Exercise details
Quote word for word the lines of the entries below, from the line holding "Task: annotate every instance of the asphalt" through the end of the entries, both ends included.

The input
>> START

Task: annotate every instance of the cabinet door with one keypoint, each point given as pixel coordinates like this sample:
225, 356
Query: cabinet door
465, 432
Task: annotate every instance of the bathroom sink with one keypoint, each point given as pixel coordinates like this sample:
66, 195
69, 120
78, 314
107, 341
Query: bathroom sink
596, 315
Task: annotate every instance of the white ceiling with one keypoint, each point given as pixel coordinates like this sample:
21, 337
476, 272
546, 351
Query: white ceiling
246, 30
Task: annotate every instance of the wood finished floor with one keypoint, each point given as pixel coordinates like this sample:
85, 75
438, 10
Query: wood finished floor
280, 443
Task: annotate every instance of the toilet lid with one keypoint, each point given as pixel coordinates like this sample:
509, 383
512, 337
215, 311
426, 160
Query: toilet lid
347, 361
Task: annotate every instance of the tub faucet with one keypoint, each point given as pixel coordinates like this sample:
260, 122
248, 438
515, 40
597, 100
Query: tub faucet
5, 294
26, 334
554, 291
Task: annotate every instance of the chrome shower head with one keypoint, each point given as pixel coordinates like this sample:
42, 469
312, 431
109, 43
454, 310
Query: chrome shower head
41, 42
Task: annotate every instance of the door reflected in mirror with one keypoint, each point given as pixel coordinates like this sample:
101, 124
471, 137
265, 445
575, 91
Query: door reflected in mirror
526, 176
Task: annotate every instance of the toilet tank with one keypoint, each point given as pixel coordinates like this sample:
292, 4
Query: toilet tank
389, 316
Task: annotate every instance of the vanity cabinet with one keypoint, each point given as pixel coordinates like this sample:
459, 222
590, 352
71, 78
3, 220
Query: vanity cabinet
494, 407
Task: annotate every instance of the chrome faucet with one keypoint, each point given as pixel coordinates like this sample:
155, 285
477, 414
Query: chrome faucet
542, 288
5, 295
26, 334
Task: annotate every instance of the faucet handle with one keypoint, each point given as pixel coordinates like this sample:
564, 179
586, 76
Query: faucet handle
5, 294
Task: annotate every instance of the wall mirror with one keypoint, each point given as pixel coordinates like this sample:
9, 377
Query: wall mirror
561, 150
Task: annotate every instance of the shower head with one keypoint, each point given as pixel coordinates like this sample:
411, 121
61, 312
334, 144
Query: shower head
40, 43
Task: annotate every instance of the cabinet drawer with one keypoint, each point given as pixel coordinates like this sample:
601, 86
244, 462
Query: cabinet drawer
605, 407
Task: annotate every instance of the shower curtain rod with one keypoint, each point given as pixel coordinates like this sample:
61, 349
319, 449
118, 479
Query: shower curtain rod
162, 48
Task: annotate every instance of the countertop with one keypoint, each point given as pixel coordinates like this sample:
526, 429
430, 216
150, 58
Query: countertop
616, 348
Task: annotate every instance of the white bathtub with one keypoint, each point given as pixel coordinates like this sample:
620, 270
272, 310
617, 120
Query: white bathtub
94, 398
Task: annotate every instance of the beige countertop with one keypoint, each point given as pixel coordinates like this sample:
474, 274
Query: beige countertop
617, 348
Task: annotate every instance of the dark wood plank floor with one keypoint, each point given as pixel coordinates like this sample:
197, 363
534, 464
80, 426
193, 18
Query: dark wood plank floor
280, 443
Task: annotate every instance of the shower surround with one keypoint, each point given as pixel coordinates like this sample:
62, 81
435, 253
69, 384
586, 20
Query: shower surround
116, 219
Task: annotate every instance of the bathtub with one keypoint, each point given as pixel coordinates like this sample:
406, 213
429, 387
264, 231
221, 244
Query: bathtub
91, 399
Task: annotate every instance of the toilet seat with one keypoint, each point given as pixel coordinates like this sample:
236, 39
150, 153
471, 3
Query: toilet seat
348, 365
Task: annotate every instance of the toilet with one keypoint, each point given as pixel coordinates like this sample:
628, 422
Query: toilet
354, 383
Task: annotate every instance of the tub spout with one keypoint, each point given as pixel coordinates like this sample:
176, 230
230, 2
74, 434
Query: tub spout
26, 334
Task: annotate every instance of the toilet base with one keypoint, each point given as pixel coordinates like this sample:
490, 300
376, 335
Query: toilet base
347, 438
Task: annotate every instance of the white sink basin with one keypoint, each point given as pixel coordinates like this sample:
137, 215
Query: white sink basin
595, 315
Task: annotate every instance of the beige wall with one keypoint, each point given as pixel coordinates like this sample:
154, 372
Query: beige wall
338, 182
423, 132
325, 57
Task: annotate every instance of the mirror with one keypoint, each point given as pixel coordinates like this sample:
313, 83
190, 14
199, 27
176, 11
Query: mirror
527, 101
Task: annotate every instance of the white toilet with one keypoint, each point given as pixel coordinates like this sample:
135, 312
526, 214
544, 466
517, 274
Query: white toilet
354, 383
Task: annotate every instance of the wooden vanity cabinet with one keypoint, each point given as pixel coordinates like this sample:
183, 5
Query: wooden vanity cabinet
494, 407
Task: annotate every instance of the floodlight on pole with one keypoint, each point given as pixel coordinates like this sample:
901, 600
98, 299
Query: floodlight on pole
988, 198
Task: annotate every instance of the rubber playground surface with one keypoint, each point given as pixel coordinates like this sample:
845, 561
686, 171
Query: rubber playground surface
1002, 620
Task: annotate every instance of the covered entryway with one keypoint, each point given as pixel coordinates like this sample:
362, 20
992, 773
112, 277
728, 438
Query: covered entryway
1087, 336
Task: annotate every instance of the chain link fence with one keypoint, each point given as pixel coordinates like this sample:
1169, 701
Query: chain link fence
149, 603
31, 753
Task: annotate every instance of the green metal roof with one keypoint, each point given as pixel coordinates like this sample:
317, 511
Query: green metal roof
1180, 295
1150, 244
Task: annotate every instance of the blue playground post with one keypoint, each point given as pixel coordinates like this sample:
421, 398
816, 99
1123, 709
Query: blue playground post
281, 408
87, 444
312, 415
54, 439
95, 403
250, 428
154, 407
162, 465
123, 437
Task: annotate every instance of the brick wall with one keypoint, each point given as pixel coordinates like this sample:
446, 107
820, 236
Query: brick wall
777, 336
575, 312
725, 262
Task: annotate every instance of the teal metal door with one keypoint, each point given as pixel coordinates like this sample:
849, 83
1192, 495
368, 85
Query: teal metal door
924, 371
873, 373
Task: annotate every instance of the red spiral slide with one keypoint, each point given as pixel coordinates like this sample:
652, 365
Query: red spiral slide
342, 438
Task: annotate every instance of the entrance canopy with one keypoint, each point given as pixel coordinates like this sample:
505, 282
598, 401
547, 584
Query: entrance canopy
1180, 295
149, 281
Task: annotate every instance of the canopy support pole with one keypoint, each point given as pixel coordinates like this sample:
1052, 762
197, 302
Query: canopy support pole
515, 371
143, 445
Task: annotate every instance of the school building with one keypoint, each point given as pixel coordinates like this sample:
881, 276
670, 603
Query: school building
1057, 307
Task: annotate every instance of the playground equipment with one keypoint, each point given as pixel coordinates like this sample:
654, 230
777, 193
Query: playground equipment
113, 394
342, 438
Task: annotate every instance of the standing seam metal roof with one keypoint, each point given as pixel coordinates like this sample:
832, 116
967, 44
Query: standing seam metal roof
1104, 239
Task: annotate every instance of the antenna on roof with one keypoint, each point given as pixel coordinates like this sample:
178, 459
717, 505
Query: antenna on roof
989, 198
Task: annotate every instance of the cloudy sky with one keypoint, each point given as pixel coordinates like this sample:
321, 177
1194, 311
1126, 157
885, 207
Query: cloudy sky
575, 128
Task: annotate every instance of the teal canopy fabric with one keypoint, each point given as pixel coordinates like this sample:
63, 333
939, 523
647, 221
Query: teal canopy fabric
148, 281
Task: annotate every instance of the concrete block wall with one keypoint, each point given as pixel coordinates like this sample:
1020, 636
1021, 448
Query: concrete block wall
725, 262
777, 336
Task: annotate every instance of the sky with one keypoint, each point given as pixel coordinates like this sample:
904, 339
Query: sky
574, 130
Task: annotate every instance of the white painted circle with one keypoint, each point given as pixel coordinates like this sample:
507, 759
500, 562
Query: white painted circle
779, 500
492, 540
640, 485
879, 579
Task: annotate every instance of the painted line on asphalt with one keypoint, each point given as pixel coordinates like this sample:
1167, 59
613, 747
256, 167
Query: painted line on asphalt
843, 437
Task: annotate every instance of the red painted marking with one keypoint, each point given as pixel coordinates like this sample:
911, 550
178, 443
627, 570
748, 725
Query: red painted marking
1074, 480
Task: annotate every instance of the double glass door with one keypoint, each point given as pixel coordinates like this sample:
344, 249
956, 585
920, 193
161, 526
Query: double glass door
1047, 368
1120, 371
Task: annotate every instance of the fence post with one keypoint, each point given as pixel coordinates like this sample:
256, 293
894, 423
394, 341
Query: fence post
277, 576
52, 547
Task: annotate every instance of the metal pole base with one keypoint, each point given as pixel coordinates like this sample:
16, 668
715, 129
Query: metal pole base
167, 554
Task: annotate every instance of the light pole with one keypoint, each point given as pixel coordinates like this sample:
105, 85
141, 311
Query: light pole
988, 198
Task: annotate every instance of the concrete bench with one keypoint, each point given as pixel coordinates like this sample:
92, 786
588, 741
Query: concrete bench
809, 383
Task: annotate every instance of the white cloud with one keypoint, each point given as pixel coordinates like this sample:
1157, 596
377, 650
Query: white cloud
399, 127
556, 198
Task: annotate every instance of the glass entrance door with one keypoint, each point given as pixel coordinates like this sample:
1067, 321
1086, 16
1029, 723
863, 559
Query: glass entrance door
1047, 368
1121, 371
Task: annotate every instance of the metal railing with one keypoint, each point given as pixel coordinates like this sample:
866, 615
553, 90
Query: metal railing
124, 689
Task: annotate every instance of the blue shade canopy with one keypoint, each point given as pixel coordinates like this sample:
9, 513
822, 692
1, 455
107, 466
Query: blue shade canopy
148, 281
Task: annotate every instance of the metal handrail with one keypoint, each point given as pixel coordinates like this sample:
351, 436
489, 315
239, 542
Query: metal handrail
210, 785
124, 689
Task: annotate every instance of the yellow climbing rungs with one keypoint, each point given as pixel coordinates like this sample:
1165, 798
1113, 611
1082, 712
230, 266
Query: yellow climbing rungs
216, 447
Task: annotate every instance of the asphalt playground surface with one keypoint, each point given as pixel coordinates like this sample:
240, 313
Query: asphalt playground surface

>> END

Output below
Task: annotate every instance of the asphalt playground surface with one keypoint, each point given as pixel coordinates like this sample:
240, 313
Query: asphalt playground surface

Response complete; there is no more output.